◆ STATED PROBLEM 1
Count the lines in the rows below that contain the string "post", treating case as significant, and give only the number.

◆ PASSAGE SHOWN
· · · · · · ·
# Cardomain update



## mtcookson (Jul 16, 2003)

Finally got around to updating my cardomain site again. I added the links to my videos to the front page and also added one of my new mods to the modifications sectiosn.

http://members.cardomain.com/mtcookson


----------



## nagal (Feb 13, 2003)

its about time ive been waiting for you to write me back!


----------



## mtcookson (Jul 16, 2003)

oh man, sorry about that. i must have totally forgot. that tends to happen to me with all of the e-mail and stuff i get.


----------



## nagal (Feb 13, 2003)

i was kidding!! im still on the hunt for my engine this crap gets dam confusing tho. Im just trying to find the perfect engine to order.


----------



## mtcookson (Jul 16, 2003)

i'm check out www.z31.com and www.car-parts.com for some

i looked at ebay today and didn't see any but they do pop up every now and then. also, you can search for importers but the price will generally be a bit higher if you're willing to spend a bit more.
· · · · · · ·
(Pointing records)
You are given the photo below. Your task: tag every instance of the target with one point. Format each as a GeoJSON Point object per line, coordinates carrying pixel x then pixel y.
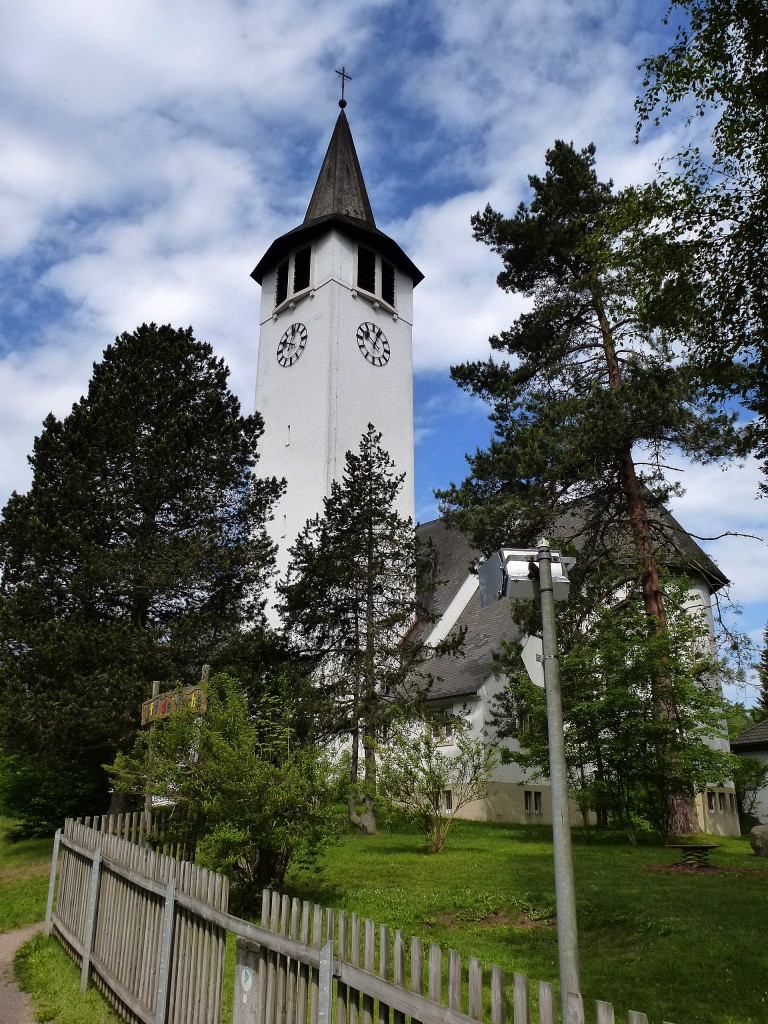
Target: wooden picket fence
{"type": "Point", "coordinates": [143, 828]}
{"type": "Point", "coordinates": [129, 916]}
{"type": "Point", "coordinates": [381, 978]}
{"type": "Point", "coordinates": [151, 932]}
· · · · · · ·
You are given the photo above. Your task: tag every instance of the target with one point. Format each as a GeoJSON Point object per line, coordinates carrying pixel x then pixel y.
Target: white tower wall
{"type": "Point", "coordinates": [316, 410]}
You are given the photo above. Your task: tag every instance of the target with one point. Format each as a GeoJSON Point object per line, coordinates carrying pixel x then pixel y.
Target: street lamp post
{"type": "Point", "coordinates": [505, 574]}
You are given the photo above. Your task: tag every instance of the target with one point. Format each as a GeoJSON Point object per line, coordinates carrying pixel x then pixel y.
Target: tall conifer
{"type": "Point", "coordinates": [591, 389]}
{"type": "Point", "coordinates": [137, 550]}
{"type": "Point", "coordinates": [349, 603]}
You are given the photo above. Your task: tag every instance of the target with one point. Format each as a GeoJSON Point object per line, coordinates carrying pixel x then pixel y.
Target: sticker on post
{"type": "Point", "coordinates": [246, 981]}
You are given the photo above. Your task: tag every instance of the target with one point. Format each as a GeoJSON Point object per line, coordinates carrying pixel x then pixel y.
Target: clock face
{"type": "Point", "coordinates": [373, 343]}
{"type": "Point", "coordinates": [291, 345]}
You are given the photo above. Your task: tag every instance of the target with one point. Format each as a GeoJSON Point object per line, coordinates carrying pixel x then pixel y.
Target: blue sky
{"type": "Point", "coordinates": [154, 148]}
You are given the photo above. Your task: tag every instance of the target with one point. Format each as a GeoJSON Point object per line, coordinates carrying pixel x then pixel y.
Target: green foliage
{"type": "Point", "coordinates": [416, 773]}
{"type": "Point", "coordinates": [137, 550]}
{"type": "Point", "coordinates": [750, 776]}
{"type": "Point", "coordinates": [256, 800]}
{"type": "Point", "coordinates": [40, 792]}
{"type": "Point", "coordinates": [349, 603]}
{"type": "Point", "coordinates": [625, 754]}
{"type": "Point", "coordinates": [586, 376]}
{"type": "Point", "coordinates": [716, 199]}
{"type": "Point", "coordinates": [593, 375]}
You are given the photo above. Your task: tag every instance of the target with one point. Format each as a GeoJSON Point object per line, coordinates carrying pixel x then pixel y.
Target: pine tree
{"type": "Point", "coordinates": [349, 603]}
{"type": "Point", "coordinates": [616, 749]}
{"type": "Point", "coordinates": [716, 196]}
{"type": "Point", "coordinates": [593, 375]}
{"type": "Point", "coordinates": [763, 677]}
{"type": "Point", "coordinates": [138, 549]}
· · · · · · ·
◆ STATED PROBLEM 2
Reproduce the part of the Cardomain thread above between "its about time" and "stuff i get.", inclusive, swapping "e-mail" for "text messages".

◆ FINAL RESULT 1
2

◆ FINAL RESULT 2
its about time ive been waiting for you to write me back!


----------



## mtcookson (Jul 16, 2003)

oh man, sorry about that. i must have totally forgot. that tends to happen to me with all of the text messages and stuff i get.